Collect every line in the records below that contains the word "dark".

Entries from a dataset
# # # #

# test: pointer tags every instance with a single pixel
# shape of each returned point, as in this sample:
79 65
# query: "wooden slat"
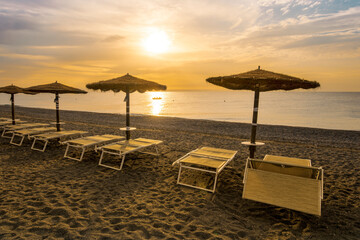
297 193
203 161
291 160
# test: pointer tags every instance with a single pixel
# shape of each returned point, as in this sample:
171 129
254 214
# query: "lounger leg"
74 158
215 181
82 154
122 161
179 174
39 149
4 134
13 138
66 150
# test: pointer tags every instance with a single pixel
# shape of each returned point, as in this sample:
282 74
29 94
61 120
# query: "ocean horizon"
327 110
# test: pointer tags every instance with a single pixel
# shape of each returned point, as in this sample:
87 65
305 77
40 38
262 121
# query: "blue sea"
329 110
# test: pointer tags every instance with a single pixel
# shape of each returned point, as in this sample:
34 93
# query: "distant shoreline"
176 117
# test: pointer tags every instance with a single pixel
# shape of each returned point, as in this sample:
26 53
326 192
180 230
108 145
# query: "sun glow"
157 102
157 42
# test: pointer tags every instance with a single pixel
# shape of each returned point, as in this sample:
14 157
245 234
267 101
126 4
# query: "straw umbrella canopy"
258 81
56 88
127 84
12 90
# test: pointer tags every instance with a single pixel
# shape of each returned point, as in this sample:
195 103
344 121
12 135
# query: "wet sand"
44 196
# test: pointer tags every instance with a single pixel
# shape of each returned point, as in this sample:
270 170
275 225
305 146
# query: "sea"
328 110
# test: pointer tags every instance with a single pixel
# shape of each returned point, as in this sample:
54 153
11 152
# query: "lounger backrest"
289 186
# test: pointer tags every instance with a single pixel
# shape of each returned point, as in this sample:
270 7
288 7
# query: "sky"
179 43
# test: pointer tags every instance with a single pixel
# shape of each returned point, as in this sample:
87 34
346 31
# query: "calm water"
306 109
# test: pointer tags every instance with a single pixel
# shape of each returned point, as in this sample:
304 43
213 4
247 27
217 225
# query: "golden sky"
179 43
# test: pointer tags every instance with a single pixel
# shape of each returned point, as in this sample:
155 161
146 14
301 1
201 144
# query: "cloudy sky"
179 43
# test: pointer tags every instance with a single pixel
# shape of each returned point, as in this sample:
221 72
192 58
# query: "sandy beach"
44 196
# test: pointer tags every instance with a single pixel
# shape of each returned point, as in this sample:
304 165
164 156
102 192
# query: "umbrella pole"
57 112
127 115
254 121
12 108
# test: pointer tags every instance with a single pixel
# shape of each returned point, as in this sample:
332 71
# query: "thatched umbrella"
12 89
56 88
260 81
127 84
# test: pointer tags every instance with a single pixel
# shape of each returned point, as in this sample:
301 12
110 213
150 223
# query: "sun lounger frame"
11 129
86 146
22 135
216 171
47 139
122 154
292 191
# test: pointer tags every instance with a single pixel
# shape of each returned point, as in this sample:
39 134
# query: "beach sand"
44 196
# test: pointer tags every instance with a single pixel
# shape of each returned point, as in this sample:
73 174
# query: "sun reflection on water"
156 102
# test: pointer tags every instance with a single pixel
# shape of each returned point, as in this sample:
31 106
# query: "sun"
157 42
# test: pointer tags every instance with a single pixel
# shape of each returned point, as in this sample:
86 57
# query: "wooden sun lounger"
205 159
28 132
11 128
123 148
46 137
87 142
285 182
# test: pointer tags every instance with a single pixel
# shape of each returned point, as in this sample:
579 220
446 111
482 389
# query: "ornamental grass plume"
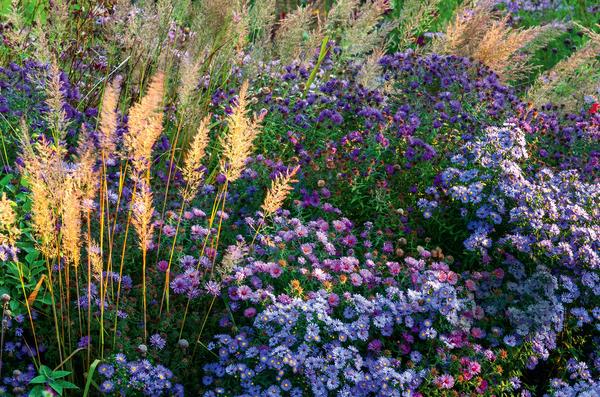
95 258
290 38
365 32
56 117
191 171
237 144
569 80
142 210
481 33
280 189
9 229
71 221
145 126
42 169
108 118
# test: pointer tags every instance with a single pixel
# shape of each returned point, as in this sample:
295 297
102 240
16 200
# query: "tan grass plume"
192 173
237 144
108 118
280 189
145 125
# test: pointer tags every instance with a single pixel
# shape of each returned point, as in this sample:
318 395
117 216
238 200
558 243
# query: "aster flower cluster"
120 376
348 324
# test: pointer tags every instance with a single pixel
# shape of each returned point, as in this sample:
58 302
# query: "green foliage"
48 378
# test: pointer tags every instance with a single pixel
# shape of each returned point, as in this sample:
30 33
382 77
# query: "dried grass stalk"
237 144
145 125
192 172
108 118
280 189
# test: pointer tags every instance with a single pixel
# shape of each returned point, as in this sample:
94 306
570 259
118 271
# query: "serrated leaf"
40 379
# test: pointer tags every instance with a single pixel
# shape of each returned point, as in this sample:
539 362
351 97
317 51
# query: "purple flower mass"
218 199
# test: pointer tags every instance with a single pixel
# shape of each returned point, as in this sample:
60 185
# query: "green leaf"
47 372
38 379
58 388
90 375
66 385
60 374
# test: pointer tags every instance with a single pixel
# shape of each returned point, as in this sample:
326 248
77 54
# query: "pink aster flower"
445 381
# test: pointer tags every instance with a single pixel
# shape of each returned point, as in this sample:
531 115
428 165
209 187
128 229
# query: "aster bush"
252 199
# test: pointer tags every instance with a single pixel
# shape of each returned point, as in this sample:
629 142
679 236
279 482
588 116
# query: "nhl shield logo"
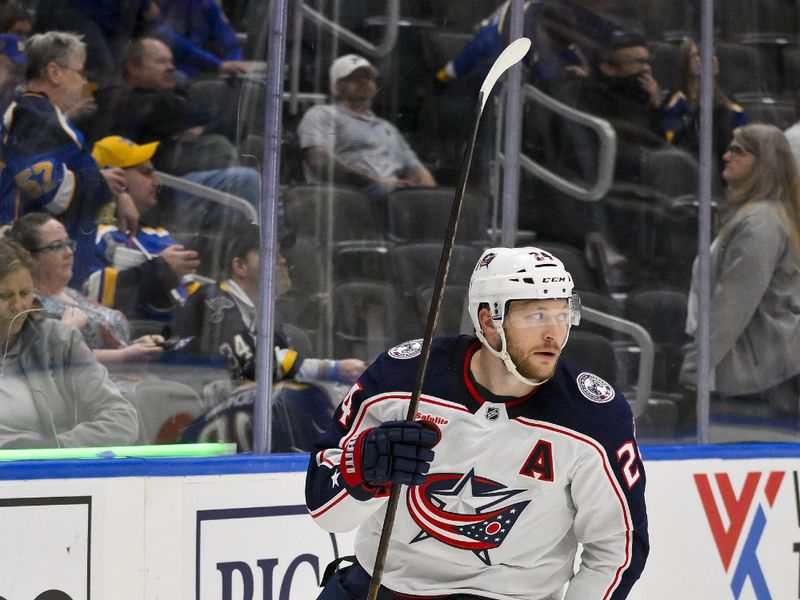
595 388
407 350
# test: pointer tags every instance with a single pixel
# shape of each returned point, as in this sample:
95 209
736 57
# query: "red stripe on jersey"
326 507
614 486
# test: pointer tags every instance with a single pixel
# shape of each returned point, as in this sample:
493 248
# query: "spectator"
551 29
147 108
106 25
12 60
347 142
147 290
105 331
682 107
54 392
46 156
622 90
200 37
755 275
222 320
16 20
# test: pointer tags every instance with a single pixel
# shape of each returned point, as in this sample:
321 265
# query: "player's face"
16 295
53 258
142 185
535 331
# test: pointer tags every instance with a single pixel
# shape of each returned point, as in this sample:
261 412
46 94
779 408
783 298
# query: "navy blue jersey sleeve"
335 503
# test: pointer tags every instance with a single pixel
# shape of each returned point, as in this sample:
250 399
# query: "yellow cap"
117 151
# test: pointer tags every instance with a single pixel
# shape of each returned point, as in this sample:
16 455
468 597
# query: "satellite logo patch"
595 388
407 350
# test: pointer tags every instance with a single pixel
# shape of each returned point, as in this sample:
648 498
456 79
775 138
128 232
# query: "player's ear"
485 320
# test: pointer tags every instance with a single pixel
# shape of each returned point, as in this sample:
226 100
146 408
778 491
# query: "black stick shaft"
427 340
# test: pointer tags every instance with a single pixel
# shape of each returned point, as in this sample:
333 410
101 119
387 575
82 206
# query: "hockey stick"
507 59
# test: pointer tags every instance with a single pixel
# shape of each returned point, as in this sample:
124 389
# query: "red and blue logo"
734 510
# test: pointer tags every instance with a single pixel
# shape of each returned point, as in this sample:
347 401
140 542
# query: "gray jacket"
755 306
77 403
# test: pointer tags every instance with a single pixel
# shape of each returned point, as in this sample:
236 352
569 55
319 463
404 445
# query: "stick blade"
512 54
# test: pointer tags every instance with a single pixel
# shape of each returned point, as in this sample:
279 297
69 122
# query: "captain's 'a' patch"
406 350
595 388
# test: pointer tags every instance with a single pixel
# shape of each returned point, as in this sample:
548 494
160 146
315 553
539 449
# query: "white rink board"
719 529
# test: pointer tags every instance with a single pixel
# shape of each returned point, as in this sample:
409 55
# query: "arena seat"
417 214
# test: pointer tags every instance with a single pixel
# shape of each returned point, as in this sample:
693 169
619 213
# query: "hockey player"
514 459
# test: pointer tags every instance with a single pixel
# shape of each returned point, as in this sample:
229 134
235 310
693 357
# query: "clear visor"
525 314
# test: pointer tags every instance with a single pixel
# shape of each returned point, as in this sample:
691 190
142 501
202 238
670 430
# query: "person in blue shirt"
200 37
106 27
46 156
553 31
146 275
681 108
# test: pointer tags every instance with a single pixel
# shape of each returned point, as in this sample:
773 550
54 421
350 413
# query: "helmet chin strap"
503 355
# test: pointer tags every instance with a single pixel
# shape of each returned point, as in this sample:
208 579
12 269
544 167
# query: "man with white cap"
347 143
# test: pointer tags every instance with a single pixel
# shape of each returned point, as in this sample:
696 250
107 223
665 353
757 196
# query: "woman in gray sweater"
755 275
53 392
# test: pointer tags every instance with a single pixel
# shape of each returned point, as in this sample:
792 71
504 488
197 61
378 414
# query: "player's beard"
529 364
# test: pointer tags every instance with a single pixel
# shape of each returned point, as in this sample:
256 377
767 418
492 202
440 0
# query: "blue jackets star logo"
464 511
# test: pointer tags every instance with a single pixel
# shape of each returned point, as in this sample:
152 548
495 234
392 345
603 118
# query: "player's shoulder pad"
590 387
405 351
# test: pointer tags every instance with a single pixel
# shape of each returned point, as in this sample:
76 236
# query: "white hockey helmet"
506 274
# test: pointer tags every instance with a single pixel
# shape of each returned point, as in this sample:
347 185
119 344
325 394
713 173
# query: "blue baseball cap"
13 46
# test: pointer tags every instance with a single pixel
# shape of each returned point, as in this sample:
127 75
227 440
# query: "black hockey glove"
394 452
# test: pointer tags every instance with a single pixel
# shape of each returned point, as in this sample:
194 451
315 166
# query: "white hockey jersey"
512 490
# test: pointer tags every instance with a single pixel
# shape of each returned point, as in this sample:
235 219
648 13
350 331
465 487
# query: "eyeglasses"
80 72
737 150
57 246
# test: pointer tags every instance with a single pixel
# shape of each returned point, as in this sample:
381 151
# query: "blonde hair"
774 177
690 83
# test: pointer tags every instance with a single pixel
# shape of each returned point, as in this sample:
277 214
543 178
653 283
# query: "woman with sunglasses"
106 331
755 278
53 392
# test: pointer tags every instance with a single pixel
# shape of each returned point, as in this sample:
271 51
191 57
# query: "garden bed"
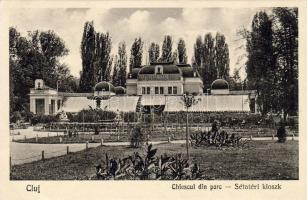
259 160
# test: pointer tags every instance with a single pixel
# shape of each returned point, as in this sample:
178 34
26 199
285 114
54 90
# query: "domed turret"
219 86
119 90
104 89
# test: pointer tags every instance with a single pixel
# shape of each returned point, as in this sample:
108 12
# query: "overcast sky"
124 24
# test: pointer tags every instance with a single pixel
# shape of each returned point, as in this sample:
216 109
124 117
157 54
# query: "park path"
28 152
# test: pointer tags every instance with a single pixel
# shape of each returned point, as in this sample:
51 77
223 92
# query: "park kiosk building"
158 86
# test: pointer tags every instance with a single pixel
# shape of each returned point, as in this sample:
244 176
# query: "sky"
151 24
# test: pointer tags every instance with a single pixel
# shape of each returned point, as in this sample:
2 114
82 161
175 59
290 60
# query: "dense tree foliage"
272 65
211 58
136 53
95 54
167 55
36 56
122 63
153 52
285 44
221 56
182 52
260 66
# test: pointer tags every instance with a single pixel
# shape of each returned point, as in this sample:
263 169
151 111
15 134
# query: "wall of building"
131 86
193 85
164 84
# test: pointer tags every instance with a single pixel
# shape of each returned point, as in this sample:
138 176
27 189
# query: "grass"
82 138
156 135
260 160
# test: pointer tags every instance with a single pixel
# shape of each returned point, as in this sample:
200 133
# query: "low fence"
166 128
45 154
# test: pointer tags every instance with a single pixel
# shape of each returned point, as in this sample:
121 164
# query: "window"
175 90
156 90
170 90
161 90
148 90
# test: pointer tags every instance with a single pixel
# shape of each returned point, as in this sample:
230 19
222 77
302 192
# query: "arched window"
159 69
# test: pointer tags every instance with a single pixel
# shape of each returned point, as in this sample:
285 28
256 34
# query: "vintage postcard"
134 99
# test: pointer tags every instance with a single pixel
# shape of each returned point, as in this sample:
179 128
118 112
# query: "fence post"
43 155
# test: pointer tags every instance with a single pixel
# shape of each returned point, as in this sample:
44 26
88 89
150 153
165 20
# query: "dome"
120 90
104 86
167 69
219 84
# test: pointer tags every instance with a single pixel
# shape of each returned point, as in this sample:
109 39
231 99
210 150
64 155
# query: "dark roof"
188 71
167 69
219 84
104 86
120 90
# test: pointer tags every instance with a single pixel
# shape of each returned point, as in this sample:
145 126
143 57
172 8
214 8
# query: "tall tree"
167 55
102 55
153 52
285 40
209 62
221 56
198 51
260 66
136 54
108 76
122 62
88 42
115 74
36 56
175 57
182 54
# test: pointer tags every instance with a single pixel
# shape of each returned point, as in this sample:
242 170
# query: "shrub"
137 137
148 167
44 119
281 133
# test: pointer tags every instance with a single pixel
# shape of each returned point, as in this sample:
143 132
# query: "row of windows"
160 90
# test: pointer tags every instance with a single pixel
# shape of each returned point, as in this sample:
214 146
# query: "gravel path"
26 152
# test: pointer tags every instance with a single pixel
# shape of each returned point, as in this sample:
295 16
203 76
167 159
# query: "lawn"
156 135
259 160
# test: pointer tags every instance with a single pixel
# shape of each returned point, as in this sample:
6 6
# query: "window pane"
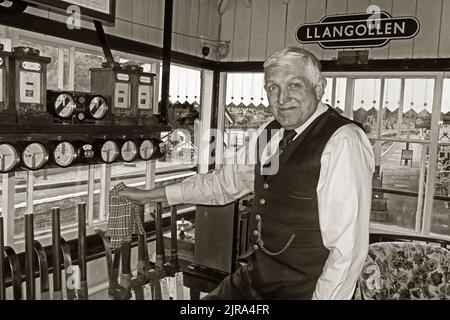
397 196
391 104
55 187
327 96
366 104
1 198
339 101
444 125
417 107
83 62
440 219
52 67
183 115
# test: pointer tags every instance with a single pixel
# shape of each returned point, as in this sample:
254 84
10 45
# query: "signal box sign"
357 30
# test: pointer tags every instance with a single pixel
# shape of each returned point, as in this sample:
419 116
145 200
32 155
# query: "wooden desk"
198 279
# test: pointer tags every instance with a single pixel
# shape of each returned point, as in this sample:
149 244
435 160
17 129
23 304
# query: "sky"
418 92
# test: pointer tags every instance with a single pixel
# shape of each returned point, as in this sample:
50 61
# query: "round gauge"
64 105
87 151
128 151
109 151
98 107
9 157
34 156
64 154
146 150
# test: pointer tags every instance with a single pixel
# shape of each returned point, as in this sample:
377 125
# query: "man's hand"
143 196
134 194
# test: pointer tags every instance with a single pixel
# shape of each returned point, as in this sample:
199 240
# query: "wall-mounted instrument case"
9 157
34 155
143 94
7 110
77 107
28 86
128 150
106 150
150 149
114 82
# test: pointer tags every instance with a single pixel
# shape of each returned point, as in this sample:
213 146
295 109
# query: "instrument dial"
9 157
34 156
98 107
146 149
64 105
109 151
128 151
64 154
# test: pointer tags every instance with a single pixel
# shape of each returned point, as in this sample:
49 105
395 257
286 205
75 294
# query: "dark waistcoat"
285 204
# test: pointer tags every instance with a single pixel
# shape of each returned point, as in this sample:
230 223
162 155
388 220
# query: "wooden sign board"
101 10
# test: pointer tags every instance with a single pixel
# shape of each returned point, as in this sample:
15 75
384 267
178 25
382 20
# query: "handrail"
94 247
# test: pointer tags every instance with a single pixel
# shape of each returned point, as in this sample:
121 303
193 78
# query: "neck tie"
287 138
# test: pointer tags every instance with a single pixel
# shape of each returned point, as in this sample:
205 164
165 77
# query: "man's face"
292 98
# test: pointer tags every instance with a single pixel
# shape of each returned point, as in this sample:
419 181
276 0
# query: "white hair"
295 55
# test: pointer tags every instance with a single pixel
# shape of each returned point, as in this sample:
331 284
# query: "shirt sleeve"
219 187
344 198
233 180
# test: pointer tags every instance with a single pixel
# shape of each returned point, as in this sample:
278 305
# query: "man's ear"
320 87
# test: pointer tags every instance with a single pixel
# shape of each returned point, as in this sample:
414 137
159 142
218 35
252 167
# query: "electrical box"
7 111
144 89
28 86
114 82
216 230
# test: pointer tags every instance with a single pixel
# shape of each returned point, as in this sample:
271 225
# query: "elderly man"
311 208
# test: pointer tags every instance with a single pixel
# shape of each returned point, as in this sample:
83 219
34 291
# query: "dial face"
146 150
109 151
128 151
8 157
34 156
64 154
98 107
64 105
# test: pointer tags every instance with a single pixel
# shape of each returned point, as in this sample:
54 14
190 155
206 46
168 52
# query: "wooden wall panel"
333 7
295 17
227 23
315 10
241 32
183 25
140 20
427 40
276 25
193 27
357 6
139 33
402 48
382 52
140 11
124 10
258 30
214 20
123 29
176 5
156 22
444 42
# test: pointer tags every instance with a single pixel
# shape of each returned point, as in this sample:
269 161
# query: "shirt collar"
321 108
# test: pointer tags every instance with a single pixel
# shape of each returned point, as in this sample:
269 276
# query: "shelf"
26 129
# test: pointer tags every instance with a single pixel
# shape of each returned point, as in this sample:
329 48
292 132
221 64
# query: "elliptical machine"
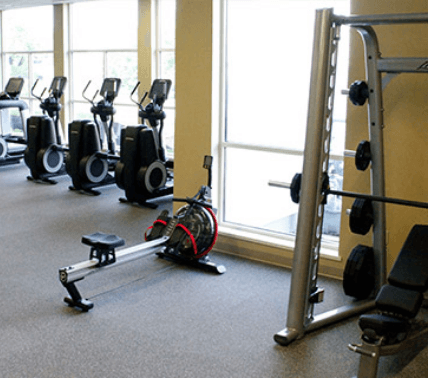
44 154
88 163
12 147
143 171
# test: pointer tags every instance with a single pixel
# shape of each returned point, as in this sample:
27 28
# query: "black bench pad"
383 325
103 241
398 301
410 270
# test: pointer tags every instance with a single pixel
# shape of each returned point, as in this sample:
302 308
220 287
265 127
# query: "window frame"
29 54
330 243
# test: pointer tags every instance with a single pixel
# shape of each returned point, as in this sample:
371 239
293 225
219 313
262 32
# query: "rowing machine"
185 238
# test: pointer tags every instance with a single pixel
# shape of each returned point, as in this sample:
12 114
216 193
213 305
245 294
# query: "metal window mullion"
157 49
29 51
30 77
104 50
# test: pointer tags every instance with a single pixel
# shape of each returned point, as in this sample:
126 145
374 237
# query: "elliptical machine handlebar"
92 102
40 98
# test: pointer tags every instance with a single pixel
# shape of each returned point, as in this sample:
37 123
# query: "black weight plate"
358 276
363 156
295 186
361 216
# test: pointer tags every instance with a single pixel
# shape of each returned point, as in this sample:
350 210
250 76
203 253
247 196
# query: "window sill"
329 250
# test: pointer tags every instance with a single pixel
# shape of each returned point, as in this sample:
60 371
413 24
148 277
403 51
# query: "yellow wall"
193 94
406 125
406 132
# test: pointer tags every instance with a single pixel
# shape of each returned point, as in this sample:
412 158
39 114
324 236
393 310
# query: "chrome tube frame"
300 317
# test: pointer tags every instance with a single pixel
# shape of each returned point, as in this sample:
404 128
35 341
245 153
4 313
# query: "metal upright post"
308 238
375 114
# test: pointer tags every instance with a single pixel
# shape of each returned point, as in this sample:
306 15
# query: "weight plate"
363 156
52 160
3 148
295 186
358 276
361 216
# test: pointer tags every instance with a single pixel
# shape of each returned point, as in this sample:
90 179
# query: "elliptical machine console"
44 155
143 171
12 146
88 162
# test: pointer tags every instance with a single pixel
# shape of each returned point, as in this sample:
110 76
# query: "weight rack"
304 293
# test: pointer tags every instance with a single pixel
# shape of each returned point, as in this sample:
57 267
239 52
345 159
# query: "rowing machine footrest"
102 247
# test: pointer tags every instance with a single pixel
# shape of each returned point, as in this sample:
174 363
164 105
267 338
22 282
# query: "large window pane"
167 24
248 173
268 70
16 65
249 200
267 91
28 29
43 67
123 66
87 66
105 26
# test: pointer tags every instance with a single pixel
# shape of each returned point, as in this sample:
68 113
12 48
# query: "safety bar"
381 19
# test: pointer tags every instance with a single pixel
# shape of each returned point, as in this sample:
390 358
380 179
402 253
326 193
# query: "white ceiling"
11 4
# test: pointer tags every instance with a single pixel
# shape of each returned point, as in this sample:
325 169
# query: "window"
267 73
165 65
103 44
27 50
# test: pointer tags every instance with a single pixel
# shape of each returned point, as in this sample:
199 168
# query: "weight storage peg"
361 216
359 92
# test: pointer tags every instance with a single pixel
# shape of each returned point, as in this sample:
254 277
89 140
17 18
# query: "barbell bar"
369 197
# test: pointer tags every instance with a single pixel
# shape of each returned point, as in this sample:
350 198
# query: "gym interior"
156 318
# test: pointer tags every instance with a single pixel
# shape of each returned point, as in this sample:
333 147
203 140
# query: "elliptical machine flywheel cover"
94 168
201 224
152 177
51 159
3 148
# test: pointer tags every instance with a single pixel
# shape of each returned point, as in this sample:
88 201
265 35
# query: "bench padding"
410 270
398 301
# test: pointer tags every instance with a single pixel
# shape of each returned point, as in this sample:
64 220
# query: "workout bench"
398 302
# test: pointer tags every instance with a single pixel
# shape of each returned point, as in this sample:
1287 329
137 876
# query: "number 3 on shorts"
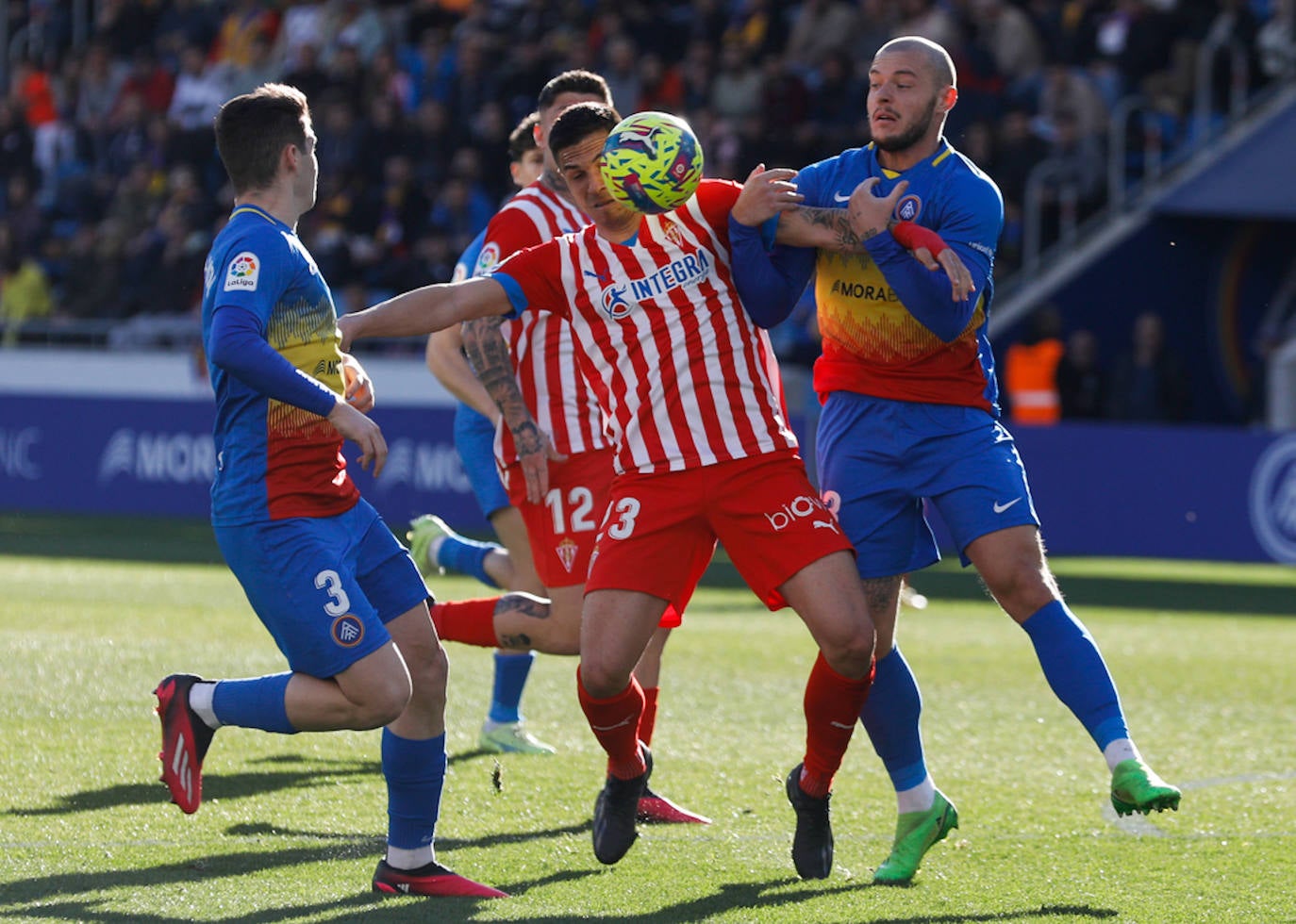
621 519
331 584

# # # #

Exercise result.
# query: "dark roof"
# query: "dark waistcoat"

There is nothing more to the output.